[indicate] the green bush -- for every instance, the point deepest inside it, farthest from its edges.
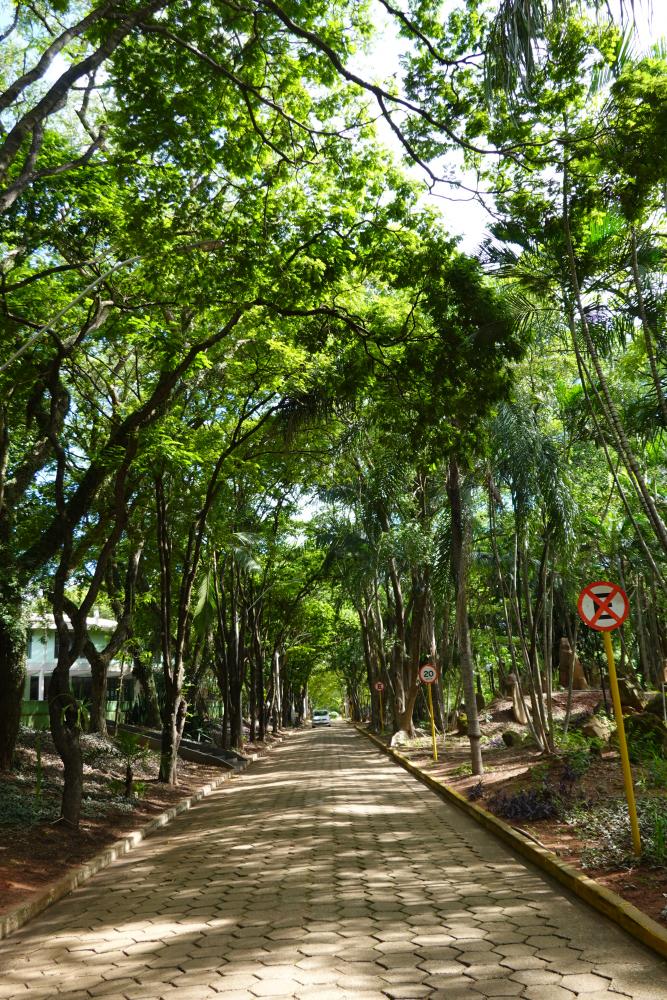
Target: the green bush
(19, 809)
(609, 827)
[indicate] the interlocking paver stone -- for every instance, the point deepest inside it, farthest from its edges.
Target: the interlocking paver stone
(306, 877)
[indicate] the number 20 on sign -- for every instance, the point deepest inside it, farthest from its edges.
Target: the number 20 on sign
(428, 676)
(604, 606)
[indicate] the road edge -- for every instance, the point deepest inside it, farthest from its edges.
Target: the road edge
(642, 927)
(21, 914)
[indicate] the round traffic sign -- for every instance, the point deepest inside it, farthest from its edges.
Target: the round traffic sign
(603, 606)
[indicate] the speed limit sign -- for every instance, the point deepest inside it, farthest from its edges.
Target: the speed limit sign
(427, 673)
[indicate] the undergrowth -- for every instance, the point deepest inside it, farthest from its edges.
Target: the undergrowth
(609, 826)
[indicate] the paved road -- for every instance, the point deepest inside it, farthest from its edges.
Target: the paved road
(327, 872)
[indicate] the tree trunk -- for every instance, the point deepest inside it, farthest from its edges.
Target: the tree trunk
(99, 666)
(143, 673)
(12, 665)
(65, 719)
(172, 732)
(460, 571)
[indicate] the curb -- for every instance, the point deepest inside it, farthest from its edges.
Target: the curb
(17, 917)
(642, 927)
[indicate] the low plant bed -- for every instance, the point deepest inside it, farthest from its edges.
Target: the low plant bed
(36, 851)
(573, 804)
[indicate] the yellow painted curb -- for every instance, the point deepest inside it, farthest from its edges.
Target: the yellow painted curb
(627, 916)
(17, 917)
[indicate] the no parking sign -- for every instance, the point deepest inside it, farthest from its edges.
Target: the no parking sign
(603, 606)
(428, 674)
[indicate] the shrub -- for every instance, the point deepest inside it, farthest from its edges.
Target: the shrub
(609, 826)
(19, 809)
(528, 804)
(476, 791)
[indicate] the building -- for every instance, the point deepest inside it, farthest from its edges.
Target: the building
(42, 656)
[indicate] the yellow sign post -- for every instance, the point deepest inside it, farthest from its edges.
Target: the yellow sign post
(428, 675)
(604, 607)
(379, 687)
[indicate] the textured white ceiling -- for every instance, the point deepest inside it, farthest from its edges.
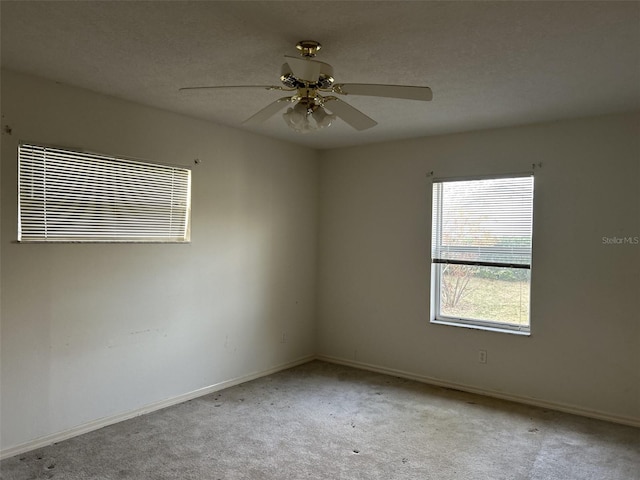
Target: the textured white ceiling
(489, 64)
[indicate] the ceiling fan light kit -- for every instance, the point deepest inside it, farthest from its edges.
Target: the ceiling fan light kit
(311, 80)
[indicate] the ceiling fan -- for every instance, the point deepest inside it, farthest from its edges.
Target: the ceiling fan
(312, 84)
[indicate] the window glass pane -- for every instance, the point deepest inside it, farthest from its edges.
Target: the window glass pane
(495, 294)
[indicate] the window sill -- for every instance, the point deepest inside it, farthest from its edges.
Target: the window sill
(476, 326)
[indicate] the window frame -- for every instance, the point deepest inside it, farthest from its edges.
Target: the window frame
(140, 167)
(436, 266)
▬▬▬
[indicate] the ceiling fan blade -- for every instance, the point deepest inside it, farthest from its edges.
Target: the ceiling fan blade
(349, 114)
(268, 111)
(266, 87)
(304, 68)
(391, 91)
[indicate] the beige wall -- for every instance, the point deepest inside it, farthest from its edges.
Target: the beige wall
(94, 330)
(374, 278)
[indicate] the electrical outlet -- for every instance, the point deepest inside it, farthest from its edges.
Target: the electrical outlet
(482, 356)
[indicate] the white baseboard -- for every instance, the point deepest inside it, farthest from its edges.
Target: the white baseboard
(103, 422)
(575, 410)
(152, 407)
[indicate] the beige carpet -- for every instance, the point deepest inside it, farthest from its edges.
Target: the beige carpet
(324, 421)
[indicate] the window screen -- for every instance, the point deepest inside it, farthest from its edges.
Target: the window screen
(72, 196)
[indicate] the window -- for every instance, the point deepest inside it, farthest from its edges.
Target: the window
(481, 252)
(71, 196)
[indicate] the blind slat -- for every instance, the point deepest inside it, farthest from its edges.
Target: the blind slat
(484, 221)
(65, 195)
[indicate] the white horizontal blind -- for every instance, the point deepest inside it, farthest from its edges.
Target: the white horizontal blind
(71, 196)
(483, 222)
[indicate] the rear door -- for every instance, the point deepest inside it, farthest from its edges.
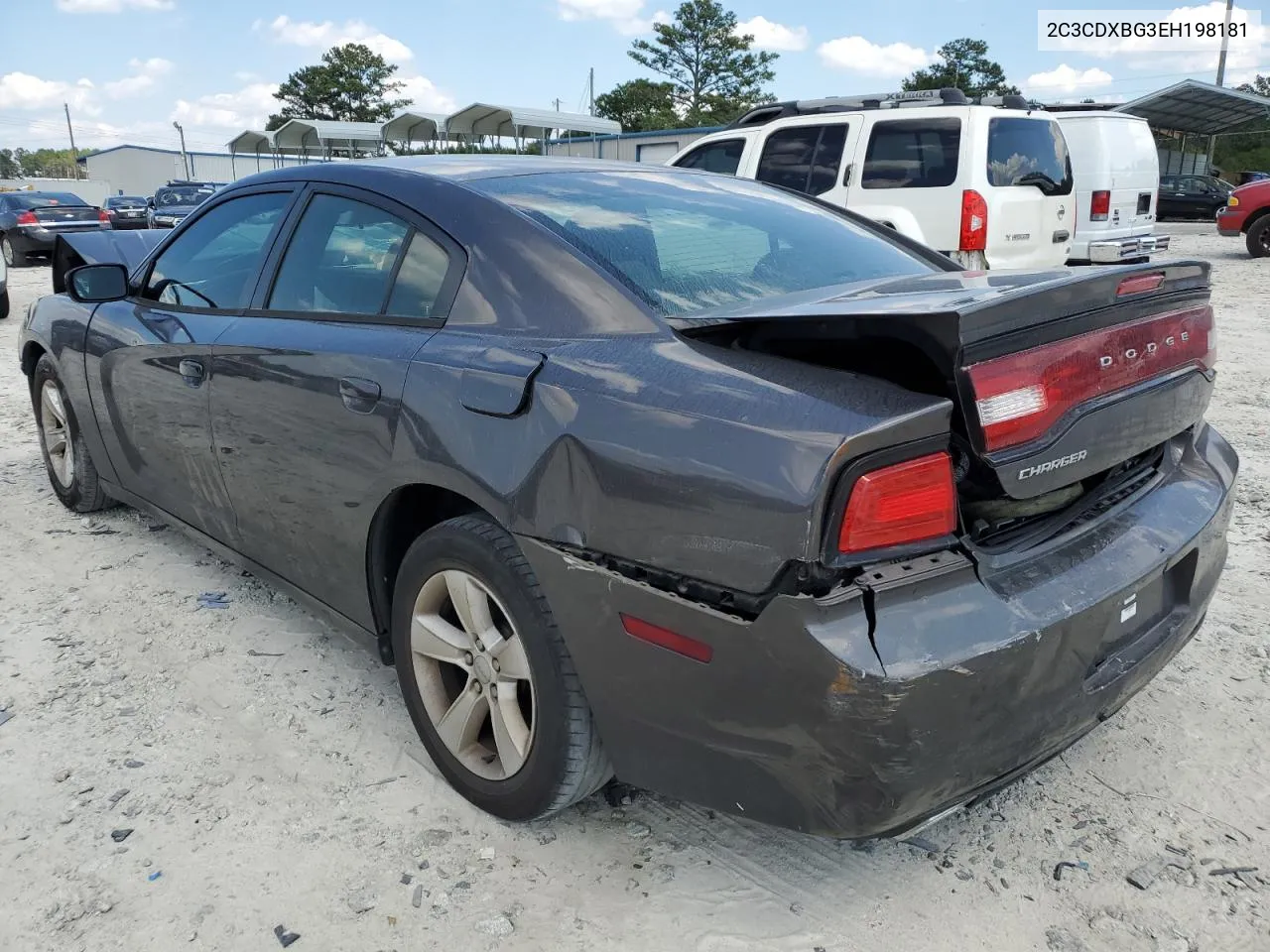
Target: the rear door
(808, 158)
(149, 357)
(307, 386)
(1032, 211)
▬▬▬
§ **Written task**
Begin at the line of the records that has "[indicate] the beige carpet" and stop after the line that has "(1032, 211)". Copy those lines with "window" changed to "skylight" everywhere and nothing else altered, leaving out the pictures.

§ **Correct answer**
[indicate] the beige carpet -- for every instance, the point deepest inside it, farthest from its edges.
Target: the beige carpet
(324, 421)
[indicate] the skylight screen -- for every instance, the point deepest inside it, farthest from its edges.
Target: the skylight screen
(72, 196)
[indicate] the skylight -- for every instance, the point deepest inside it, farthest from its edges.
Target: the skylight
(481, 252)
(71, 196)
[indicate] the blind slat -- for every instance, the point deepest inside it, farthest from its edges.
Target: the blind slat
(484, 221)
(65, 195)
[indicate] the white horizontal blind -- for every instance, the point deepest inside it, farthest from its edges.
Target: the white horizontal blind
(71, 196)
(483, 222)
[indicate] the rear door -- for every instance, the point deepest inside it, farthest from its edges.
Target: the rear door
(808, 158)
(149, 357)
(307, 386)
(1032, 211)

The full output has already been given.